───── Text to read ─────

# los alcazares job,property,school



## 1367kevin (Jul 3, 2014)

hi , Im a 34 year old chef from N.I with a fiance and a 10 year old son . I have always dreamed of moving to spain and after a visit to los alcazares we all came to the decision it would be the perfect place for us to live . Im thinking about starting my own business catering for private dinner parties etc but im also looking for work as a chef , im currently working in 1 of n.i best restaurants and my partner is a manager of a small restaurant in our home town (coleraine) . here are a few questions that i hope some of you fine people can help me with 

1. restaurants in the los alcazares area 

2. the average rent for a year long tenancy 

3. schools 

thanks for taking the time to read and hopefully answering my questions


----------



## jojo (Sep 20, 2007)

───── Data shown ─────

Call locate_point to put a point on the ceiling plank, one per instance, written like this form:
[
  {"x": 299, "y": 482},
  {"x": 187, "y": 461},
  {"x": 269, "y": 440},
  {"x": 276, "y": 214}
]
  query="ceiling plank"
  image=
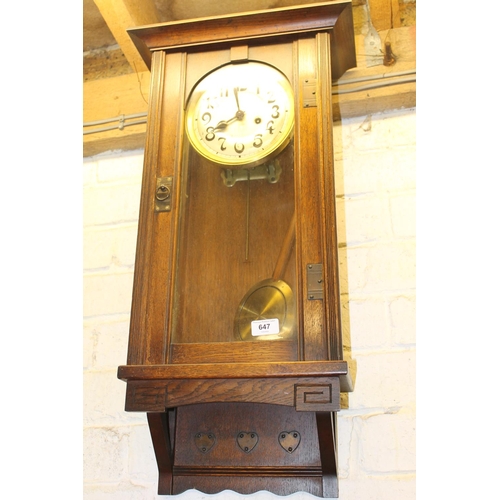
[
  {"x": 127, "y": 94},
  {"x": 384, "y": 14},
  {"x": 123, "y": 14},
  {"x": 110, "y": 98}
]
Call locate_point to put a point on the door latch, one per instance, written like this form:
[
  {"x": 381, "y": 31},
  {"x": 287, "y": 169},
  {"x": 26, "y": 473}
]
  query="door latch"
[{"x": 163, "y": 194}]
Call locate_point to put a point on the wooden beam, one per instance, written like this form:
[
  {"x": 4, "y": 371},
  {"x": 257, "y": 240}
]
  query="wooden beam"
[
  {"x": 110, "y": 98},
  {"x": 380, "y": 94},
  {"x": 127, "y": 94},
  {"x": 384, "y": 14},
  {"x": 123, "y": 14}
]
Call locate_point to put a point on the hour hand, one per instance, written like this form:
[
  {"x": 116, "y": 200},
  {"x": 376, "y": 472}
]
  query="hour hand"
[{"x": 224, "y": 123}]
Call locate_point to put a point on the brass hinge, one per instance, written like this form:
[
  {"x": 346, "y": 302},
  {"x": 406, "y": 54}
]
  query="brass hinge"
[
  {"x": 315, "y": 281},
  {"x": 309, "y": 93}
]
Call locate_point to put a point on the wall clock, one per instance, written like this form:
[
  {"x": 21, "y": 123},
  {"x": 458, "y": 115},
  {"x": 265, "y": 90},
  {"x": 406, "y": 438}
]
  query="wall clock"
[{"x": 235, "y": 345}]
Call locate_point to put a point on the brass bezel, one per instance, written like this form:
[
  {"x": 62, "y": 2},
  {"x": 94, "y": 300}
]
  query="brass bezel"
[{"x": 261, "y": 71}]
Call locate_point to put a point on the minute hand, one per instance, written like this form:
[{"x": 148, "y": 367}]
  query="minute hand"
[{"x": 224, "y": 123}]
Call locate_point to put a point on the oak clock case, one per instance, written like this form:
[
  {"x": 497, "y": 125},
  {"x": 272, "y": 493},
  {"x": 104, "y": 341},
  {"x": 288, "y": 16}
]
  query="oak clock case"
[{"x": 235, "y": 346}]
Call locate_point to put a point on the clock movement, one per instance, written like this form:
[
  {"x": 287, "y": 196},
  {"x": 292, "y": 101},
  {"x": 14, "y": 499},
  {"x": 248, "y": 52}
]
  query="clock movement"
[{"x": 235, "y": 346}]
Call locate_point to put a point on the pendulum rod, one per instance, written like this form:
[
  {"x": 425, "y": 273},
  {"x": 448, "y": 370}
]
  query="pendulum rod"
[{"x": 247, "y": 242}]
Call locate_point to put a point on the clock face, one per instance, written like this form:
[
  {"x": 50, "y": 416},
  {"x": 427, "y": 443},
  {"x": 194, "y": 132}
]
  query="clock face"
[{"x": 241, "y": 114}]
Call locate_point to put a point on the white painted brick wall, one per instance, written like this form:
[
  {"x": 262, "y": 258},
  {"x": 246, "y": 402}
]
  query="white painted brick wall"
[{"x": 375, "y": 184}]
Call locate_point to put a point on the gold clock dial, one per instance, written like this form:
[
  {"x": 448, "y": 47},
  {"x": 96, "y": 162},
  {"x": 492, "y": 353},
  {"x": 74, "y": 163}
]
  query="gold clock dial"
[{"x": 241, "y": 114}]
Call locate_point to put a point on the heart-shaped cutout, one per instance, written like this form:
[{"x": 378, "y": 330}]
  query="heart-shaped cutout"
[
  {"x": 247, "y": 441},
  {"x": 289, "y": 441},
  {"x": 204, "y": 441}
]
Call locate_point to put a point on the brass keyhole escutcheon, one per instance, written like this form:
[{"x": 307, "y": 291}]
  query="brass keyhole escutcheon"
[
  {"x": 204, "y": 441},
  {"x": 162, "y": 193},
  {"x": 289, "y": 441}
]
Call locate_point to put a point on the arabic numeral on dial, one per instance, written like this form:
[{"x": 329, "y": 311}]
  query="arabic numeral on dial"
[
  {"x": 257, "y": 143},
  {"x": 210, "y": 135}
]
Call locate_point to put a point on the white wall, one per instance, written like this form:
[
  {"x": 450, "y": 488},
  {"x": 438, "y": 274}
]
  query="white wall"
[{"x": 376, "y": 180}]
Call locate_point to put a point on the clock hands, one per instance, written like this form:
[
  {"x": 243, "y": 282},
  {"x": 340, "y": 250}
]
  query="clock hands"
[
  {"x": 224, "y": 123},
  {"x": 238, "y": 116}
]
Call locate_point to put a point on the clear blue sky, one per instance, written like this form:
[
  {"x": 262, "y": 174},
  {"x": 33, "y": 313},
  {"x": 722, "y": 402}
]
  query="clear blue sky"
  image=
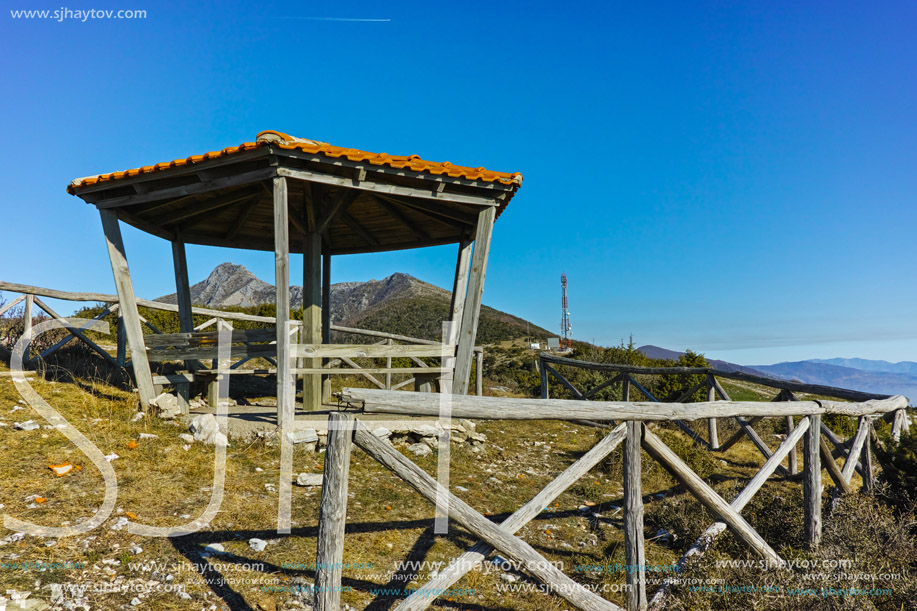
[{"x": 738, "y": 179}]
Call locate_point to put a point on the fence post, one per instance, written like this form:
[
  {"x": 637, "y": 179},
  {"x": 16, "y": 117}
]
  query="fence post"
[
  {"x": 479, "y": 374},
  {"x": 866, "y": 458},
  {"x": 388, "y": 365},
  {"x": 634, "y": 553},
  {"x": 545, "y": 390},
  {"x": 121, "y": 350},
  {"x": 712, "y": 434},
  {"x": 27, "y": 325},
  {"x": 812, "y": 482},
  {"x": 332, "y": 516}
]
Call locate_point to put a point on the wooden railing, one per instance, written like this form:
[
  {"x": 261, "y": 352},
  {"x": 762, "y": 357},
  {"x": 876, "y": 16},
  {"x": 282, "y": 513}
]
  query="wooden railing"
[{"x": 635, "y": 432}]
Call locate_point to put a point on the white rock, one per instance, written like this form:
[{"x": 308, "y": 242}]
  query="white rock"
[
  {"x": 303, "y": 436},
  {"x": 420, "y": 449},
  {"x": 309, "y": 479},
  {"x": 167, "y": 405},
  {"x": 206, "y": 430}
]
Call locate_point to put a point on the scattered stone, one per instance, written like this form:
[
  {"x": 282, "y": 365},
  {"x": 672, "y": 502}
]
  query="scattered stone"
[
  {"x": 206, "y": 430},
  {"x": 309, "y": 479},
  {"x": 119, "y": 524},
  {"x": 420, "y": 449},
  {"x": 167, "y": 405}
]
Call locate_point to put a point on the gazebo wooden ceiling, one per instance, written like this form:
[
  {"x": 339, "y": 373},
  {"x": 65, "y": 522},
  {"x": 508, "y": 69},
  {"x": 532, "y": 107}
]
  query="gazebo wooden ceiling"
[{"x": 358, "y": 201}]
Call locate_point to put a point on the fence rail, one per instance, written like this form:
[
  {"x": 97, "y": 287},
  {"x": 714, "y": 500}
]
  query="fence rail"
[{"x": 635, "y": 433}]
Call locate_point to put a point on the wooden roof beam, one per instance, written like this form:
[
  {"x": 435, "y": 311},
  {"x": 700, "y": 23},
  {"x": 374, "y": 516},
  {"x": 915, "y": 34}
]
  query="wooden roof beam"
[
  {"x": 208, "y": 206},
  {"x": 358, "y": 229},
  {"x": 339, "y": 206},
  {"x": 401, "y": 218}
]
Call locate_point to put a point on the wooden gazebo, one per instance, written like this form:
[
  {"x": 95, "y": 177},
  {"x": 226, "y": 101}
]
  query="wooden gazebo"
[{"x": 280, "y": 193}]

─────

# [To-do list]
1. In two sentences, summarize the forum post about moving to Los Alcazares.
2. Pick up the forum thread about relocating to Los Alcazares after its final line and carry it on.

# [Expected responses]
1. A 34-year-old chef from N.I. who has a fiance and a 10-year-old son hopes to move to Los Alcazares in Spain and is considering both a private dinner-party catering business and work as a chef. The poster asks about restaurants in the area, the average rent for a year-long tenancy, and schools.

2.
1367kevin said:


> hi , Im a 34 year old chef from N.I with a fiance and a 10 year old son . I have always dreamed of moving to spain and after a visit to los alcazares we all came to the decision it would be the perfect place for us to live . Im thinking about starting my own business catering for private dinner parties etc but im also looking for work as a chef , im currently working in 1 of n.i best restaurants and my partner is a manager of a small restaurant in our home town (coleraine) . here are a few questions that i hope some of you fine people can help me with
> 
> 1. restaurants in the los alcazares area
> 
> ...



You probably wont get very many positive responses I'm afraid. 

I think you need to have a good look thru the forum. Employment is a huge problem and to be able to claim health cover and become a resident you will need an employment contract. Starting your own business means you'll need to pay autonomo. Your sons age means that really he'd be better off in an international school. Tenancy is cheaper than the UK, but then if you're lucky enough to gain employment, the wages will be a lot less.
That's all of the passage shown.